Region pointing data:
* * * * * * *
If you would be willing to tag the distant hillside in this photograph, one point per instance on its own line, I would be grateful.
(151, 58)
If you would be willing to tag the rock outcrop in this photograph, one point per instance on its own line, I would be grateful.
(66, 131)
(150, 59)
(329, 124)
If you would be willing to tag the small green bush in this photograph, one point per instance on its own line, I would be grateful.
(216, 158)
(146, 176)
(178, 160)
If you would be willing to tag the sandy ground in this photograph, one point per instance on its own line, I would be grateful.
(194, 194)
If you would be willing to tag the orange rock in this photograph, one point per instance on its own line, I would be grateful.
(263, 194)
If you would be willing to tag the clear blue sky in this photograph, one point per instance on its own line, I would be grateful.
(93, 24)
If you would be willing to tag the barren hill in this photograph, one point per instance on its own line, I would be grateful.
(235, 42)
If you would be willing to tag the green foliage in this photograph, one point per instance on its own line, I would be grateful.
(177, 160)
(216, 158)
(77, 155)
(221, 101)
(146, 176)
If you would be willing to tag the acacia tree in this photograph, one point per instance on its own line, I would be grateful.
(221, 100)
* * * * * * *
Exercise brief:
Only what runs from the line containing "If you would be willing to tag the green" through the final line of the entries above belongs in the answer, restated exactly.

Answer to the exercise:
If you would be willing to tag the green foliage in this photograph, one point per instance on its own line, I would be grateful.
(177, 160)
(216, 158)
(77, 155)
(221, 101)
(146, 176)
If you would be willing to tag the acacia tree in this photograph, one point per instance on its own line, I would be grateful.
(221, 100)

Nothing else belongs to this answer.